Start of Study material

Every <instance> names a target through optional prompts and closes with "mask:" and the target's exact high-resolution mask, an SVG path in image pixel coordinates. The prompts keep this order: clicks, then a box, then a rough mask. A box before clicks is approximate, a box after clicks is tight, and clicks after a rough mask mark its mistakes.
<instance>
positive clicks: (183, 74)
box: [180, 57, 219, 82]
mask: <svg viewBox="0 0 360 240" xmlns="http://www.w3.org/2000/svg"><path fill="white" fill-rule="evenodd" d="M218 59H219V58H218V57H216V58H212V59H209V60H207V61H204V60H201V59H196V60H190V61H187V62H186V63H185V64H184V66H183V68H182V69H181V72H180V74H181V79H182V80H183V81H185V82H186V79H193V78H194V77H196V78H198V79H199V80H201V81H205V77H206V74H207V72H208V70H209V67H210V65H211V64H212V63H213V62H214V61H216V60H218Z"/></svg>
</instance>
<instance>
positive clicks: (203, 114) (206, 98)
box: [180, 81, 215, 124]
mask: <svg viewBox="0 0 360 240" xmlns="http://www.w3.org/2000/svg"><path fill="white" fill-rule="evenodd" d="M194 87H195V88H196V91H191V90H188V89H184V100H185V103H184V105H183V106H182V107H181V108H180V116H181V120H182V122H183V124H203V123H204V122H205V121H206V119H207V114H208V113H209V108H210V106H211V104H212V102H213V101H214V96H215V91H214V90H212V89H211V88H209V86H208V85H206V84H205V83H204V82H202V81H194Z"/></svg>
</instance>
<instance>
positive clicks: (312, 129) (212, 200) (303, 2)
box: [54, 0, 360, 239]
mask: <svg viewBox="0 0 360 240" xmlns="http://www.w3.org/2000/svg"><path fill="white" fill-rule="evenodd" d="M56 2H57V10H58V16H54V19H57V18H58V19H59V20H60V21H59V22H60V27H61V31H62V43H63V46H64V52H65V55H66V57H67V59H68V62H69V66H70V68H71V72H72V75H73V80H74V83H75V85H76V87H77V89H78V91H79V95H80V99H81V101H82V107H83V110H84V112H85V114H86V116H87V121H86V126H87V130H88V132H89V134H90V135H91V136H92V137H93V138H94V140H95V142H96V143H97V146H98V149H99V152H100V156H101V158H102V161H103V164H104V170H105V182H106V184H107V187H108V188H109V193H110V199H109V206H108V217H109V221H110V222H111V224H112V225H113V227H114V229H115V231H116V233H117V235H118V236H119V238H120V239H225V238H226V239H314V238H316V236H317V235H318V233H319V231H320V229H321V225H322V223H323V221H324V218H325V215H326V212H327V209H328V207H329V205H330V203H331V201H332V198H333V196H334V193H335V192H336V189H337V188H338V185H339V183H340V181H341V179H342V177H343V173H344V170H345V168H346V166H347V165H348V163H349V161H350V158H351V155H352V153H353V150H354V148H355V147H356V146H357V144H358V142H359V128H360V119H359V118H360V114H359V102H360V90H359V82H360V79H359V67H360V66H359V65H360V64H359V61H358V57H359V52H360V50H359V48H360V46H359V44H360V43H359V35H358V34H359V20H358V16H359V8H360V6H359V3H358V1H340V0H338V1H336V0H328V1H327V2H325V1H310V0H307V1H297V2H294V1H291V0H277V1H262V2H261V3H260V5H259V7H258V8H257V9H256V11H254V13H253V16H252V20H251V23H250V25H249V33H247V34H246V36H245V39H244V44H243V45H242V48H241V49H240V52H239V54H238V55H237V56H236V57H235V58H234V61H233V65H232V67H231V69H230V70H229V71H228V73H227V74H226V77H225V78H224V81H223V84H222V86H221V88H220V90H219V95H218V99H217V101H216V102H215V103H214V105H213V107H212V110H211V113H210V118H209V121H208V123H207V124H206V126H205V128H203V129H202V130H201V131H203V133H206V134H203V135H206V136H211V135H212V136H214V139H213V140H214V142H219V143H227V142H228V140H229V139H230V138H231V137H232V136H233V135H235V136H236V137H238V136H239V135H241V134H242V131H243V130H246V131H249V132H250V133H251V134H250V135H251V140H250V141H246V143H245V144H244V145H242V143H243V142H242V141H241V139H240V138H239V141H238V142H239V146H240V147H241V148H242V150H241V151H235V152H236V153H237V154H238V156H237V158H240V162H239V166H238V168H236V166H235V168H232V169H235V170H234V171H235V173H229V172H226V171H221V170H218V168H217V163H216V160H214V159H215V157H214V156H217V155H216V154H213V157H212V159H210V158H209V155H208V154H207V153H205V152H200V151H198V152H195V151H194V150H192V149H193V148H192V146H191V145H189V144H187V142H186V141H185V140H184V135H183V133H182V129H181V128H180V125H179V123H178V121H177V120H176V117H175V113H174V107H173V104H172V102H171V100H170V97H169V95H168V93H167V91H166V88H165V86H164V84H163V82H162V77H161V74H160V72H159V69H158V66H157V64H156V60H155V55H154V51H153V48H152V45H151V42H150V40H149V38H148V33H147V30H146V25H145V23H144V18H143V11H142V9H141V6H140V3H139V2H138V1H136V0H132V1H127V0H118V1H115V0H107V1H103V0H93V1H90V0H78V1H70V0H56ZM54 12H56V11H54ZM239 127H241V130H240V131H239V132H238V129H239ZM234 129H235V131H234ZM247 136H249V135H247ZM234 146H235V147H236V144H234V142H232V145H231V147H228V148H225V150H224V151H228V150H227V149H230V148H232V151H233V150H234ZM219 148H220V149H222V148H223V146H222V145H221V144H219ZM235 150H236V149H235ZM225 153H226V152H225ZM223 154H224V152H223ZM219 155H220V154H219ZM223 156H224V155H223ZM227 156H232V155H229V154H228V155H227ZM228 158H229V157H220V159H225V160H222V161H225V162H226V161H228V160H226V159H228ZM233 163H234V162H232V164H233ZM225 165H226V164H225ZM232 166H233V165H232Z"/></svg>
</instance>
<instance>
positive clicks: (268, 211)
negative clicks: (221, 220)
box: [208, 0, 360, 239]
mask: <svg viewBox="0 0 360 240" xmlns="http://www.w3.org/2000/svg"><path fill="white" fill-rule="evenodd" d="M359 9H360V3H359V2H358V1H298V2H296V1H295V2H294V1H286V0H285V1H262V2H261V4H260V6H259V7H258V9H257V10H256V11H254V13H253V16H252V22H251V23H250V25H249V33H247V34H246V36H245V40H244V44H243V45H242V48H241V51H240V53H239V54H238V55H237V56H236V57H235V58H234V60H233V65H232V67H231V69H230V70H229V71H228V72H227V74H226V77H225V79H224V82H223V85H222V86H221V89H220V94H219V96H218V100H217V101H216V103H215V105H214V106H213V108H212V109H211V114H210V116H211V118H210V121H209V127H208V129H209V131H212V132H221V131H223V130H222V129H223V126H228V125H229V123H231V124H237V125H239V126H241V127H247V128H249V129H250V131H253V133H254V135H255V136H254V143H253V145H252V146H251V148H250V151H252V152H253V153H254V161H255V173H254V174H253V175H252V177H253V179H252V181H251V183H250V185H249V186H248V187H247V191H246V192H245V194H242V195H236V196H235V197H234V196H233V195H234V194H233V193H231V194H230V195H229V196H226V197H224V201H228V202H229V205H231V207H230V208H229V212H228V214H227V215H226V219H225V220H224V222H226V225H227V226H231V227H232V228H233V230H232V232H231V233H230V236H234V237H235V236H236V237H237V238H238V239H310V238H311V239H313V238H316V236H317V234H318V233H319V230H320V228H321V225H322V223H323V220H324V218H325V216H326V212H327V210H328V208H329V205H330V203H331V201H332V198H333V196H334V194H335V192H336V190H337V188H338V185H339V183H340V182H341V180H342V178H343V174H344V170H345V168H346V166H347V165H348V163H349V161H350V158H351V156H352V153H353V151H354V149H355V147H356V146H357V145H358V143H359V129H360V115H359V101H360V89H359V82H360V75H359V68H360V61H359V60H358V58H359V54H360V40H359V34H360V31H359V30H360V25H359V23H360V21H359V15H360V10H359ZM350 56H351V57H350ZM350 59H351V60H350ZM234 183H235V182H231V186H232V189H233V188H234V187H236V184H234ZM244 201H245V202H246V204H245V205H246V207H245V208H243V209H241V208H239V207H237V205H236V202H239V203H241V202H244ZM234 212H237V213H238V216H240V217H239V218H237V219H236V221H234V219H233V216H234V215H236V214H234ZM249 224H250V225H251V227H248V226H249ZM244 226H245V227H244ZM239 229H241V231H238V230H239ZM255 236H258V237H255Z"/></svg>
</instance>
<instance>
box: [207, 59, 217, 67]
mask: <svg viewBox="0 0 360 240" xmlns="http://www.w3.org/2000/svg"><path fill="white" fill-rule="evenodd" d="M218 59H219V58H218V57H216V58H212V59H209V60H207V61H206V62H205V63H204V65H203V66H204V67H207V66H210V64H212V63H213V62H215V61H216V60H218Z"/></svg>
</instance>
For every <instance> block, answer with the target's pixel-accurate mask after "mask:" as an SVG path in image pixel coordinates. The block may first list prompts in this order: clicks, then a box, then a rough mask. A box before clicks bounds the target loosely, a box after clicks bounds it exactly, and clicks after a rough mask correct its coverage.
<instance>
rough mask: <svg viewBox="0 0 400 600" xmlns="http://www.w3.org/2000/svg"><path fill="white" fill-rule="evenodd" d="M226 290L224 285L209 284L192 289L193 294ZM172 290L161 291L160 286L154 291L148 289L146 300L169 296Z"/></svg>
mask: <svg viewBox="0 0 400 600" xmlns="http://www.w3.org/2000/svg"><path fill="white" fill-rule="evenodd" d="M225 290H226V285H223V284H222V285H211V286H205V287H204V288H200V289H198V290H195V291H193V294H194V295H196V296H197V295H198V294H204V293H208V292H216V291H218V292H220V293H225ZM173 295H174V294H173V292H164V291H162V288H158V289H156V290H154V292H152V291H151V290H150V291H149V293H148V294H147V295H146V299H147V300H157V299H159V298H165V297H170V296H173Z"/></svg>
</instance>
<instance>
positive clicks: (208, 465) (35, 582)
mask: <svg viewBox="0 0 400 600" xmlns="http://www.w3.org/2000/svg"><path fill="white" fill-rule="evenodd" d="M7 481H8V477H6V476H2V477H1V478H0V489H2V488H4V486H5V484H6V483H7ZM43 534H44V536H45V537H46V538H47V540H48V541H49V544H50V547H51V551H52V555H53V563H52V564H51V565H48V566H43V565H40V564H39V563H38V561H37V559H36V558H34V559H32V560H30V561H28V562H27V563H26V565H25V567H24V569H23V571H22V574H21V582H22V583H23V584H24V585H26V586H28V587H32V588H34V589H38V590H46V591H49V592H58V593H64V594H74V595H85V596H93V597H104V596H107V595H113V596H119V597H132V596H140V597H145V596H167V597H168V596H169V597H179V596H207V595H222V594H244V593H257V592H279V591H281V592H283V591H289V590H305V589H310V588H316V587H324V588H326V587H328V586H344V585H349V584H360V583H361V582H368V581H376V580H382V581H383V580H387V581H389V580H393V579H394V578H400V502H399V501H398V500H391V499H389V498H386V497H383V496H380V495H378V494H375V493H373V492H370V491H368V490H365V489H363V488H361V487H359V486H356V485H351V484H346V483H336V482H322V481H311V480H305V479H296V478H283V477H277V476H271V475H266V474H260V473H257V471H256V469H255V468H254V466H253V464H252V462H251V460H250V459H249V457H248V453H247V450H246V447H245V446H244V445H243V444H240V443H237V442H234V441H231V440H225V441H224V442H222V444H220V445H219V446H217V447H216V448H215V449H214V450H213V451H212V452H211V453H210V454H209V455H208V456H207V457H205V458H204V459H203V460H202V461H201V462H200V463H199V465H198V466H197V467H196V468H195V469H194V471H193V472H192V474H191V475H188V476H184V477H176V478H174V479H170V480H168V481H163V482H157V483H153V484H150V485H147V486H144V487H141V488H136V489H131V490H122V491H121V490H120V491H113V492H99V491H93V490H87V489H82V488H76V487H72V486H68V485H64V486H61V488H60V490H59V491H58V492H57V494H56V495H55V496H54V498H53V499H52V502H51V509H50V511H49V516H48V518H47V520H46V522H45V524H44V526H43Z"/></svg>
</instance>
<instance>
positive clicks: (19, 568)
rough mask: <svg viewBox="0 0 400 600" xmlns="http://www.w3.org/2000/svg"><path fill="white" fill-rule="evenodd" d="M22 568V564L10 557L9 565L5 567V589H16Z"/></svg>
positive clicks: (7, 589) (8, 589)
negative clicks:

End of Study material

Please tally every line of the entries that holds "before" and answer with that figure alone.

2